• [TASK 1]: List each line in the records below that contains the word "windshield", copying every such line in full.

>> start SOURCE TEXT

Padre Caballero arrived in northern Baja California in late
1814. The records show he performed a burial service at
Mission San Vicente on December 15 of that year. In May
1815, Caballero was assigned to Mission San Miguel to
replace Padre Tomás Ahumada, who had been the resident
missionary there since 1809. Caballero was one of just five
missionaries in northern Baja California that year.
In 1819, two more Dominicans arrived in Baja California and
Felix Caballero was placed in charge of Mission Santa Catalina
from 1819 to 1822. Major events transpired in 1822 for the
people of Baja California. They learned that Spain had lost
Mexico after eleven years of war and they were to pledge
their allegiance to the new Mexican Empire. Also, in 1822,
Chilean ships and soldiers, led by English Admiral Thomas
Cochrane, attacked San José del Cabo, Todos Santos, and
Loreto in an attempted invasion.
Mexico’s new emperor, Agustín de Iturbide, was soon
banished by General Santa Anna, and the young country
became a republic. The California missions would continue to
operate without any government assistance, as they had
done for several years during the war. The few remaining
mission padres had to survive on what they could raise or
from trading goods with foreigners. Padre Caballero was able
to succeed at Mission El Descanso, which he re-founded in
1830. Some potentially rich farmlands were just southeast in
a valley called San Marcos. Caballero was anxious to develop
the valley. Chief Jatiñil, who helped Caballero build the new
church at El Descanso, also helped him construct this new
mission. Jatiñil came from Nejí, in the mountains, twenty-five
miles northeast.

>> end SOURCE TEXT
>> start EXTRACTED INFORMATION

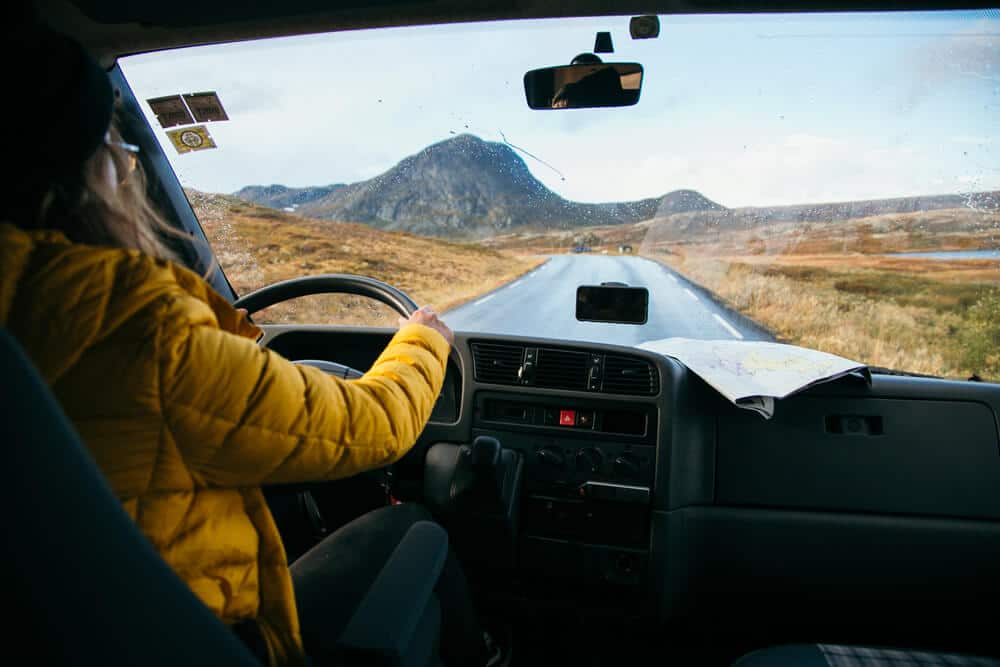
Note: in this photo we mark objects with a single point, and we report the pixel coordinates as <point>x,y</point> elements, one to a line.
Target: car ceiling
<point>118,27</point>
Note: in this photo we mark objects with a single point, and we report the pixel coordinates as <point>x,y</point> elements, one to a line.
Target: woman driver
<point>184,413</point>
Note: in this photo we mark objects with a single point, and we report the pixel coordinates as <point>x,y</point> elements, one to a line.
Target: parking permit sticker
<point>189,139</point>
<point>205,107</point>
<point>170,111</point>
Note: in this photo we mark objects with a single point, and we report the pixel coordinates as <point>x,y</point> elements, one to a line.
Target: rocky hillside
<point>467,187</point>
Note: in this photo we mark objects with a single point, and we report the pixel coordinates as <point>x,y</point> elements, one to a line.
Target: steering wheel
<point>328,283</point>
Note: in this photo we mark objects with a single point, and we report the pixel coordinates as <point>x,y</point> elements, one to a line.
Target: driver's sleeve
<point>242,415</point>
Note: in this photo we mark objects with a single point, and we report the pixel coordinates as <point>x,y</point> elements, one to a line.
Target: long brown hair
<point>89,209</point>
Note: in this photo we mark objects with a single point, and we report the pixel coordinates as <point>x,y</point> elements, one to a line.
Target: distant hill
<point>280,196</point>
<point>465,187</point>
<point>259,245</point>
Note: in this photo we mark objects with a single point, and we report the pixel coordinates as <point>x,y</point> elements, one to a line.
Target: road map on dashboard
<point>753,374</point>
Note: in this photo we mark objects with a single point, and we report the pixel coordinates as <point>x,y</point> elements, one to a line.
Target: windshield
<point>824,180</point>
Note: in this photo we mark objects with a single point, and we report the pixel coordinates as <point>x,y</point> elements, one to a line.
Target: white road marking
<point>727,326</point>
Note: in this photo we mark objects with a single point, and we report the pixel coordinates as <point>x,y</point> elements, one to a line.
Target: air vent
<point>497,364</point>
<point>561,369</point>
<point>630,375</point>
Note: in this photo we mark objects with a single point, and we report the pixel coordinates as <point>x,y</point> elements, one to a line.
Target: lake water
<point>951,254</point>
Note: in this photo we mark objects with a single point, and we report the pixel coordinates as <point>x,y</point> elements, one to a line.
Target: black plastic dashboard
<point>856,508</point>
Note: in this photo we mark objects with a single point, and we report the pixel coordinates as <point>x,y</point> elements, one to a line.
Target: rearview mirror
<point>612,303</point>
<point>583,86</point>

>> end EXTRACTED INFORMATION
>> start EXTRACTED INFORMATION

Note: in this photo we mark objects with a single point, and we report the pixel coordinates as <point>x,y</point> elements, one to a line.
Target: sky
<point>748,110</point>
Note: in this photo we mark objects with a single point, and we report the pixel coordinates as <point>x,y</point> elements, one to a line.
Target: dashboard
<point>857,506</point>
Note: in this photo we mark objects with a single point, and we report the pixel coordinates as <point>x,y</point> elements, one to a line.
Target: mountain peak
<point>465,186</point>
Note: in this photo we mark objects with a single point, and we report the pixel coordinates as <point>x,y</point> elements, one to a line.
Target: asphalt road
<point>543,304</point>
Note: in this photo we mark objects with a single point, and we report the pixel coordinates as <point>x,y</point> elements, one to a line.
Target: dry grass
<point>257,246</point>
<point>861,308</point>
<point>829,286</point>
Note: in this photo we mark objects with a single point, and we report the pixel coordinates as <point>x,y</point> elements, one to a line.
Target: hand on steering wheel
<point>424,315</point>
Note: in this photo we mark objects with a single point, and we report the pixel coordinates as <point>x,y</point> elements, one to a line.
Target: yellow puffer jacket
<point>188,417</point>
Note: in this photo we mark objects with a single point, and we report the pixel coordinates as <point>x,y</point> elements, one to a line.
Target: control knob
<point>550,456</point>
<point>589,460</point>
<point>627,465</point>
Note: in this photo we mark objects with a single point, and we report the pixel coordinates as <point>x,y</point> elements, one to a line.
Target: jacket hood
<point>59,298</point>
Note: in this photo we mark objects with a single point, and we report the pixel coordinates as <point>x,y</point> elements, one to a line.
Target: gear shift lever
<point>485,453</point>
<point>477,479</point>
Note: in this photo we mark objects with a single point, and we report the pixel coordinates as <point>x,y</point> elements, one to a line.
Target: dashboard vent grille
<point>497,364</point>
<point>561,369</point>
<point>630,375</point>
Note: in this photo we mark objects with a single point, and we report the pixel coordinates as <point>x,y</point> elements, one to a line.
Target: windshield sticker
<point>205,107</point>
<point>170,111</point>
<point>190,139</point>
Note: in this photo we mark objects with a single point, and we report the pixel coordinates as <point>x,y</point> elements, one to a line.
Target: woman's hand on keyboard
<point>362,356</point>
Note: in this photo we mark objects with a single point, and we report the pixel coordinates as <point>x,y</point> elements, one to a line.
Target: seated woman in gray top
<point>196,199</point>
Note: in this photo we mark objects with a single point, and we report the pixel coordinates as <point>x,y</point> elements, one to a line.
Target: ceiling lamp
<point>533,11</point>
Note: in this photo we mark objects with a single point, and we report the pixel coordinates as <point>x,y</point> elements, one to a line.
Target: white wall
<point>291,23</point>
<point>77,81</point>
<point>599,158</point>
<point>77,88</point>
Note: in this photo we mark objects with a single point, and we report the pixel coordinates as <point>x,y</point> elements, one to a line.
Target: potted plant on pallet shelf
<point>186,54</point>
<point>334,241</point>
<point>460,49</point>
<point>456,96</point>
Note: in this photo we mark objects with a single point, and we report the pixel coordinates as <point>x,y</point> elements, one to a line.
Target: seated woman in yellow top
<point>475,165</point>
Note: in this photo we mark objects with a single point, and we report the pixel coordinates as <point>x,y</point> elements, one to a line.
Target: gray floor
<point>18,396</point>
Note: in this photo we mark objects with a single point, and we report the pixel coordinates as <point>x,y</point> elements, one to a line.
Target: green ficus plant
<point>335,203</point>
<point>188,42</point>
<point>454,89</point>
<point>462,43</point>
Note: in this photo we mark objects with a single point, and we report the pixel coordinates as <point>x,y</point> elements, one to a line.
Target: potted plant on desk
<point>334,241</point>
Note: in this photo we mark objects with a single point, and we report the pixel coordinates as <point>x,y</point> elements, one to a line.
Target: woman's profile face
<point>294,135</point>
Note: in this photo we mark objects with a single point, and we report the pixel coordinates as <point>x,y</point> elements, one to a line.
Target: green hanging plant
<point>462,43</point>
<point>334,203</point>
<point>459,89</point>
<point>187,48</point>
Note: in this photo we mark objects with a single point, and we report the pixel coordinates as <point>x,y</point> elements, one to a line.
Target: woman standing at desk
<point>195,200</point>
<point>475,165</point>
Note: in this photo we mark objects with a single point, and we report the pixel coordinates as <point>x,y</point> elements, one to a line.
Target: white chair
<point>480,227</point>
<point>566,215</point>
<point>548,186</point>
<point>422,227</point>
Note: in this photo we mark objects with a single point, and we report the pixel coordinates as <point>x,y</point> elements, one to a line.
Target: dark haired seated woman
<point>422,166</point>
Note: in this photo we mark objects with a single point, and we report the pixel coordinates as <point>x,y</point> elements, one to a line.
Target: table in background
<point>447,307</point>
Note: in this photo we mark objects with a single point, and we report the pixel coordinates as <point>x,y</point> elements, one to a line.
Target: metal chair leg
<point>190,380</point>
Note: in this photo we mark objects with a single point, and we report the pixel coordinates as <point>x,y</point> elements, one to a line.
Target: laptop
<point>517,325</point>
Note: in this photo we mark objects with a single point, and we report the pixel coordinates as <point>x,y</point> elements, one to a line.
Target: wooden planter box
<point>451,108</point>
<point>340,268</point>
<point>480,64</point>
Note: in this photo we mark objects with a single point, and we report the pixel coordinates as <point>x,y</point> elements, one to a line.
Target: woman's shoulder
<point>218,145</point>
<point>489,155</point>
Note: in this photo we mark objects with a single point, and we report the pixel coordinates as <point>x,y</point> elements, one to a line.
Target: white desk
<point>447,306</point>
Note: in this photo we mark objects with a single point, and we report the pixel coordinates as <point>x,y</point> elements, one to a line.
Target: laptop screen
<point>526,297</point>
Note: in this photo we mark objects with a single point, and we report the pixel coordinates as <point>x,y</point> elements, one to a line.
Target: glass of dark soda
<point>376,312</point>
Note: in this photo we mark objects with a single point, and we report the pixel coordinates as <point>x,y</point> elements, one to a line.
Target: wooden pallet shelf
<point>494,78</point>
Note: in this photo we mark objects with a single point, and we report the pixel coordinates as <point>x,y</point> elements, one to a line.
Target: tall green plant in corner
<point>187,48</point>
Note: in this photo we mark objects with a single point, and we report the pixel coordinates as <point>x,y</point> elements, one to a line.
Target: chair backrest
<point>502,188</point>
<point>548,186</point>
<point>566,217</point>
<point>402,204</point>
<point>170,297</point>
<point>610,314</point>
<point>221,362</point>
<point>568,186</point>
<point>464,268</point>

>> end EXTRACTED INFORMATION
>> start EXTRACTED INFORMATION

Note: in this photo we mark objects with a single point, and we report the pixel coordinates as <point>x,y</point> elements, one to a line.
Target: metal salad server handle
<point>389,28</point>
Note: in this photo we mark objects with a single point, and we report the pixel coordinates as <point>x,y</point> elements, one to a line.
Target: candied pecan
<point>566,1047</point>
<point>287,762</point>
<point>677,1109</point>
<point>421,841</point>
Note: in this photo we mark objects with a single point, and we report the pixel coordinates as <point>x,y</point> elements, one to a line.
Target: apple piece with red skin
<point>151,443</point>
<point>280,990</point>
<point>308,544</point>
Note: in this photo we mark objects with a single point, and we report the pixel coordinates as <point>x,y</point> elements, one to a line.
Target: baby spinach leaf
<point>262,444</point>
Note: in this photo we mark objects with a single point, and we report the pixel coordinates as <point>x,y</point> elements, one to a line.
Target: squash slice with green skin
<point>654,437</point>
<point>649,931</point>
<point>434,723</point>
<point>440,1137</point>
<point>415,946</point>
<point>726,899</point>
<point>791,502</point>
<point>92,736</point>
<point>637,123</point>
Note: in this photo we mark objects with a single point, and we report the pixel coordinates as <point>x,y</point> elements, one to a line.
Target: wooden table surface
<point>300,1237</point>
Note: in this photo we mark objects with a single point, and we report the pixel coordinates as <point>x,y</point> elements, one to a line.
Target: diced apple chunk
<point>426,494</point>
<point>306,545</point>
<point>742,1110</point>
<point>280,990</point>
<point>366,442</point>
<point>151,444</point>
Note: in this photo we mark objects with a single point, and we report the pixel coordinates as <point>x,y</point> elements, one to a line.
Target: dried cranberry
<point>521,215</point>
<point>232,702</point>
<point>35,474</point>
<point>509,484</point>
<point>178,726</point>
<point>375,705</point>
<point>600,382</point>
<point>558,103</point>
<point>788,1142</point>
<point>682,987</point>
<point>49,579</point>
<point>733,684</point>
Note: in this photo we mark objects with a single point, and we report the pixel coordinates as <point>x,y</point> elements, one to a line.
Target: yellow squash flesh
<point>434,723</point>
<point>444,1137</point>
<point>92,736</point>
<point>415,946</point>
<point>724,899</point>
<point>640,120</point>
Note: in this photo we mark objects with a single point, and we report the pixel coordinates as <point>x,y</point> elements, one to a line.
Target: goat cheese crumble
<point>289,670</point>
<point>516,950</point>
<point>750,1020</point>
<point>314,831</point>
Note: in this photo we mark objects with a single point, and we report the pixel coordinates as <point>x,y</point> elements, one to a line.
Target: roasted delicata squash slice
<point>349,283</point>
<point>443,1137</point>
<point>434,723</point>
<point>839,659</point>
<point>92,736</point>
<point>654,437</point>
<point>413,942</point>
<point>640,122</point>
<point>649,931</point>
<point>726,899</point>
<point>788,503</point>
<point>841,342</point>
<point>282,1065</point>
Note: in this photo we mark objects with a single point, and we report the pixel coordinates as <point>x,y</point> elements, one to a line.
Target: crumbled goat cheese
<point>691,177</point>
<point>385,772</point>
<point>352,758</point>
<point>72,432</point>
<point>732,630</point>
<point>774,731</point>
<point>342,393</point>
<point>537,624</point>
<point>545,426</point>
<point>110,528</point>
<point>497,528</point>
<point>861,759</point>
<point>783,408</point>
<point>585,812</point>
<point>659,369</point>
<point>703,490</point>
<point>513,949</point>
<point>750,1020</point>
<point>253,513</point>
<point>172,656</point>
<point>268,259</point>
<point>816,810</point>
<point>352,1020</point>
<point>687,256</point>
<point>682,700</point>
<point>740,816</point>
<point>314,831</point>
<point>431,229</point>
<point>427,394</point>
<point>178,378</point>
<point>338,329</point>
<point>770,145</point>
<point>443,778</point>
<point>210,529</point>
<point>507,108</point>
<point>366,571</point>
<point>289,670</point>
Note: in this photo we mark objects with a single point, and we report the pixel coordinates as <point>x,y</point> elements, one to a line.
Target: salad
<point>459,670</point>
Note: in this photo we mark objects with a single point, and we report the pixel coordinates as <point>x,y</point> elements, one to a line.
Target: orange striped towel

>> end EXTRACTED INFORMATION

• [TASK 2]: Echo the passage above on Padre Caballero word for word, starting with "In 1819, two" and going on through "an attempted invasion.".

• [PROBLEM SOLUTION 1]:
Target: windshield
Target: windshield sticker

• [PROBLEM SOLUTION 2]:
In 1819, two more Dominicans arrived in Baja California and
Felix Caballero was placed in charge of Mission Santa Catalina
from 1819 to 1822. Major events transpired in 1822 for the
people of Baja California. They learned that Spain had lost
Mexico after eleven years of war and they were to pledge
their allegiance to the new Mexican Empire. Also, in 1822,
Chilean ships and soldiers, led by English Admiral Thomas
Cochrane, attacked San José del Cabo, Todos Santos, and
Loreto in an attempted invasion.